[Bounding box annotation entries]
-------

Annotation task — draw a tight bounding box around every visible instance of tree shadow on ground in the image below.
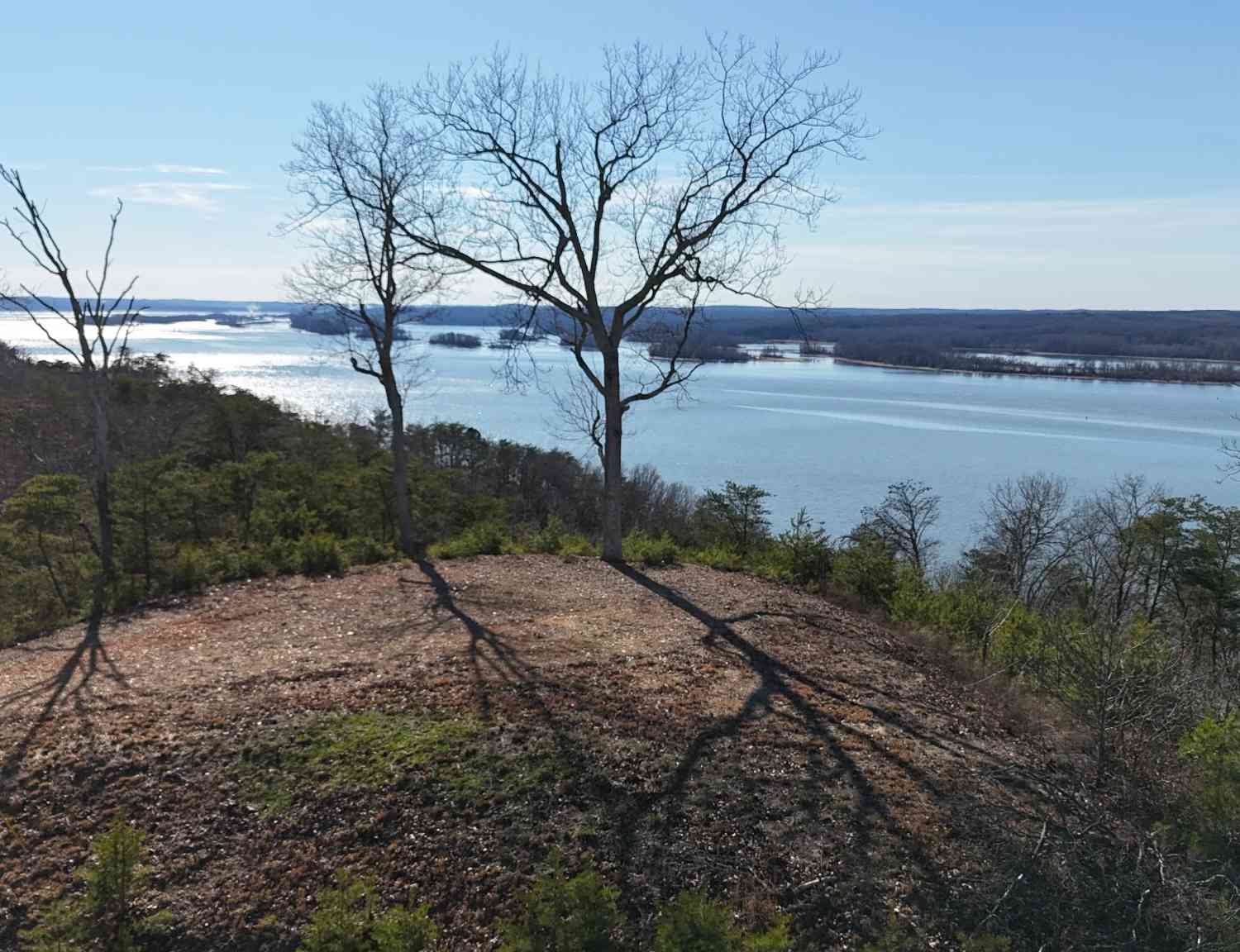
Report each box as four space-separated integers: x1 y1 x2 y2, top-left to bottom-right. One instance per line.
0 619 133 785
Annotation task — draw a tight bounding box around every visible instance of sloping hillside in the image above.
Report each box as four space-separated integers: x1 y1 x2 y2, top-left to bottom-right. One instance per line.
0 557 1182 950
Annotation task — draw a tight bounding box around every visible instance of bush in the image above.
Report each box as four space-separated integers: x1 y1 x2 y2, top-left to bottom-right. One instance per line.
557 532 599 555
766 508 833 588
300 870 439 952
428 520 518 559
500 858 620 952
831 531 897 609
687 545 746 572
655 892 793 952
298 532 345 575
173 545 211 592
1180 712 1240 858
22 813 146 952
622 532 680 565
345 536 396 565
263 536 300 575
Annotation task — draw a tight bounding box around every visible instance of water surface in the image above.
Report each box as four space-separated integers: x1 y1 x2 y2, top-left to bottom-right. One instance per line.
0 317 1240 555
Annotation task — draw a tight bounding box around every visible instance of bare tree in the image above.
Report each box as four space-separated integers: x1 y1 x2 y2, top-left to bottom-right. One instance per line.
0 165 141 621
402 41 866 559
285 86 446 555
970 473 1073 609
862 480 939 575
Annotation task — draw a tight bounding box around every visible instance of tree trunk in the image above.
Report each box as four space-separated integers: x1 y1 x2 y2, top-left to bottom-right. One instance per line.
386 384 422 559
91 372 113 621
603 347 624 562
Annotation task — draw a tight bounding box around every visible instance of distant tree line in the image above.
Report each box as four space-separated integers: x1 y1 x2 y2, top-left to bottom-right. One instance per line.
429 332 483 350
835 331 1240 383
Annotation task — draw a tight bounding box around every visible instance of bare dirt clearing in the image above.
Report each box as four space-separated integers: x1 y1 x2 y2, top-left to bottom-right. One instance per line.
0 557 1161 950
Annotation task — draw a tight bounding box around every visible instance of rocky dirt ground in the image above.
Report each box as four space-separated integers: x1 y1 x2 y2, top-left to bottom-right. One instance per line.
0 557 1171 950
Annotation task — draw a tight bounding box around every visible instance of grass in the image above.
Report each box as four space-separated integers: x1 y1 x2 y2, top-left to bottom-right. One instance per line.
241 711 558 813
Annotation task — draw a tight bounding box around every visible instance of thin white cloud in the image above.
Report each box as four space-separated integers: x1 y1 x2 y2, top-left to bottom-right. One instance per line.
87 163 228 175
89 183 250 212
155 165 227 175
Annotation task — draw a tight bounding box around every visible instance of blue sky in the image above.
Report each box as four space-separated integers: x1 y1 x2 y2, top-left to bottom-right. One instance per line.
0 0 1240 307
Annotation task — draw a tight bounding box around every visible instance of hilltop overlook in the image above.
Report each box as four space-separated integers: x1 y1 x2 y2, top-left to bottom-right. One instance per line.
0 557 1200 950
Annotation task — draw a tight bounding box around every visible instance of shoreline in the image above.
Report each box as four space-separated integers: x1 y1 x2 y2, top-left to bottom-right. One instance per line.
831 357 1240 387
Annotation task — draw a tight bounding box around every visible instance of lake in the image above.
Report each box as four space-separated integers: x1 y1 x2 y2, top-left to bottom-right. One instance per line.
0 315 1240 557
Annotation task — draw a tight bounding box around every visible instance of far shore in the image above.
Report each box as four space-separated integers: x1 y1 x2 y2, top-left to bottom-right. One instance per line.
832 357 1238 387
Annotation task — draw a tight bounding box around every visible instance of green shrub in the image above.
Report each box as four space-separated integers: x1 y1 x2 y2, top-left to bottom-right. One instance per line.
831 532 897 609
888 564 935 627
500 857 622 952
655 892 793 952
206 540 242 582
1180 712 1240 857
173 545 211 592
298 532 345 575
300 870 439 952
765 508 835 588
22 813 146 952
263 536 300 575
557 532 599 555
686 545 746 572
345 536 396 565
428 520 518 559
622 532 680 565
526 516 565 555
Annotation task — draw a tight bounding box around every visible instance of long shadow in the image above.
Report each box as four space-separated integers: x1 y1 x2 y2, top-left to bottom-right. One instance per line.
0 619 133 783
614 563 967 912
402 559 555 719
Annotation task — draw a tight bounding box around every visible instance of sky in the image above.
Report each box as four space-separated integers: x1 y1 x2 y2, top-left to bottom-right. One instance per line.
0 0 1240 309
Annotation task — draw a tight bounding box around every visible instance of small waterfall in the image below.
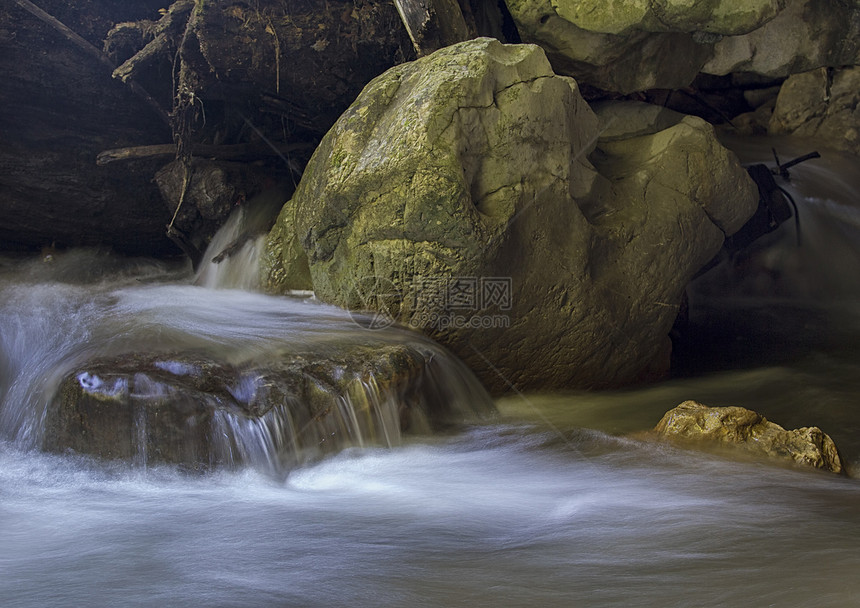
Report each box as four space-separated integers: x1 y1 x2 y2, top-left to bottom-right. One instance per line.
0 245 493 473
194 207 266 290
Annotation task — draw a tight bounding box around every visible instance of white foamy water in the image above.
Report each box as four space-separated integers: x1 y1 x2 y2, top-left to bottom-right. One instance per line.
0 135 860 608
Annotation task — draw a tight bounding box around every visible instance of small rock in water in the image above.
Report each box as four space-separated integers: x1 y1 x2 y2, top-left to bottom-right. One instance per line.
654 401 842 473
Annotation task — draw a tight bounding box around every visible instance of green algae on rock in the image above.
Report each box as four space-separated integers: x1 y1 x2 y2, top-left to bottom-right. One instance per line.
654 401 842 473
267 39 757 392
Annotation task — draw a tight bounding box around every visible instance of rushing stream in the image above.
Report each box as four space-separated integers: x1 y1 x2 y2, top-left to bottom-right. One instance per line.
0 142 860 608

-------

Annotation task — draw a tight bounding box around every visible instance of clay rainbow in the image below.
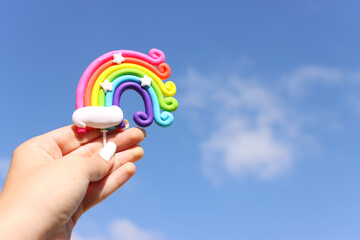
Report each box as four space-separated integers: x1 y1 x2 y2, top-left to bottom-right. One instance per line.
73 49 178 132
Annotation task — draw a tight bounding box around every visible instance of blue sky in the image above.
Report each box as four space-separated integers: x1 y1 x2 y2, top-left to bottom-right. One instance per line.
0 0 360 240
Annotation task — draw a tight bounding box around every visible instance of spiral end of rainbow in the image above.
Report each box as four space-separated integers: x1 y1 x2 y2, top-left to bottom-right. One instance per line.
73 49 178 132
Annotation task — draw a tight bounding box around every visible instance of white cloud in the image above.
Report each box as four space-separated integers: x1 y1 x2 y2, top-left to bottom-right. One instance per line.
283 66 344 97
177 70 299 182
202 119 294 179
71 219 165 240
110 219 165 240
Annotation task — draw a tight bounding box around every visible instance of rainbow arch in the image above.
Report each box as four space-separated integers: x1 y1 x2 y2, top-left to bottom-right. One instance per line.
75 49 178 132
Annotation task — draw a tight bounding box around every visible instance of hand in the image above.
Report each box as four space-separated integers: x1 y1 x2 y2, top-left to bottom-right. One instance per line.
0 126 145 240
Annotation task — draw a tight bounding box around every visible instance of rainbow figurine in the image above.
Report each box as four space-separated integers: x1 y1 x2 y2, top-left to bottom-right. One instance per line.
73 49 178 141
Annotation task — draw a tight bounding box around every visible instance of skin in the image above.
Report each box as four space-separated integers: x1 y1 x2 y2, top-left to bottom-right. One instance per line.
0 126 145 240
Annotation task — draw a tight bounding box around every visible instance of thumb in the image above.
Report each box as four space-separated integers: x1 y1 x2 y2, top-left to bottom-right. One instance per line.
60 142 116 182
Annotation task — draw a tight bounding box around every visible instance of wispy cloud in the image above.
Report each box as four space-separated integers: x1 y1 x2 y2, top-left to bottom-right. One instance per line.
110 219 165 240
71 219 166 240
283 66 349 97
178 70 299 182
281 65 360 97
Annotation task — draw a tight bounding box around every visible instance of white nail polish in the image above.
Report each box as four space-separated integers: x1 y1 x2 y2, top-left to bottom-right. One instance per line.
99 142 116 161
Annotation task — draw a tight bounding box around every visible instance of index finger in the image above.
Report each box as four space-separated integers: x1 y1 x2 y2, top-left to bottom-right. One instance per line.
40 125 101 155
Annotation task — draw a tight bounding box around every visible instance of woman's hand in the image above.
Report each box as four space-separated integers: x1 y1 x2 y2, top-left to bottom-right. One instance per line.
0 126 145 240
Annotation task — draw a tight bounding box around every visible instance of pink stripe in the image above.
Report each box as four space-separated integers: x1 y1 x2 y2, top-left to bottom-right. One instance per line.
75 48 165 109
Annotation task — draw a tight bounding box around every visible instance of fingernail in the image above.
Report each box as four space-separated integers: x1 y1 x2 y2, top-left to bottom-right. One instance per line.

-------

■ What is required: Reproduce, word for word, the part of the material that opens with the line containing "rock in the image above." and closes with the line containing "0 142 860 608", including both of those lines.

■ Final result:
Annotation task — draw a tight bounding box around every visible instance of green algae on rock in the image above.
Report each box as four space-separated integers: x1 y1 x2 y2, top-left to bottom-right. One instance per line.
654 401 842 473
267 39 757 392
Annotation task — draw a tight bounding box around every visible instance of rushing stream in the image above.
Report each box as four space-separated integers: x1 y1 x2 y2, top-left to bottom-right. One instance per line.
0 142 860 608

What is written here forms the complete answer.